Exercise: How many lines of the entries hold the string "white"? Reply with the number alone.

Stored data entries
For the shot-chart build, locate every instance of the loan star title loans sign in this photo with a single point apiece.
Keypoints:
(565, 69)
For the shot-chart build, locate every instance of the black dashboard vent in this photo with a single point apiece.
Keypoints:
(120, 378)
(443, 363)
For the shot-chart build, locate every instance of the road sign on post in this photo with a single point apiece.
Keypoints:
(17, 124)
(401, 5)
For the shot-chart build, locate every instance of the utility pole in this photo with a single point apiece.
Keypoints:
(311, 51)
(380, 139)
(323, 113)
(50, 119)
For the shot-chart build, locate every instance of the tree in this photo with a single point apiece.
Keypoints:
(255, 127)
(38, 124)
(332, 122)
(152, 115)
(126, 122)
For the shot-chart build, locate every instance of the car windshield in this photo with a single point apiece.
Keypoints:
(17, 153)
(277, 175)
* * *
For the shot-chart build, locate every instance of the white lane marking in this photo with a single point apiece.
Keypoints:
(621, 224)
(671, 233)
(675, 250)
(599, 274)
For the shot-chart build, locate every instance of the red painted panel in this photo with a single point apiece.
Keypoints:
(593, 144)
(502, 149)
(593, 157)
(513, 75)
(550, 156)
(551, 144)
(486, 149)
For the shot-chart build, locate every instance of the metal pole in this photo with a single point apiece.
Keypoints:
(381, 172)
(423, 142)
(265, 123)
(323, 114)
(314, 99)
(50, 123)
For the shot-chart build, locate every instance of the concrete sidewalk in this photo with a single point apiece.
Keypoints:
---
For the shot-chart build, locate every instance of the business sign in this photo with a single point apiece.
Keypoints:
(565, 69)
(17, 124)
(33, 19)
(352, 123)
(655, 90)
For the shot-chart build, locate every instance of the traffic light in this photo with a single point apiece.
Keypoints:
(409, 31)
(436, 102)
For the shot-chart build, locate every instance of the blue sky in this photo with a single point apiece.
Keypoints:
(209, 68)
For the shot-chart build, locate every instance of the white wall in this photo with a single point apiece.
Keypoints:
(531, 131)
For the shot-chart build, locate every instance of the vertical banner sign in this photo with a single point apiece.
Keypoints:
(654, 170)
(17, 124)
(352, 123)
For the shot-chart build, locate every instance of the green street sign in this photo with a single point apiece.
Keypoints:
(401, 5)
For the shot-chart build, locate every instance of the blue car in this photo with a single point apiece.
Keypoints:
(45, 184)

Solution to this problem: 2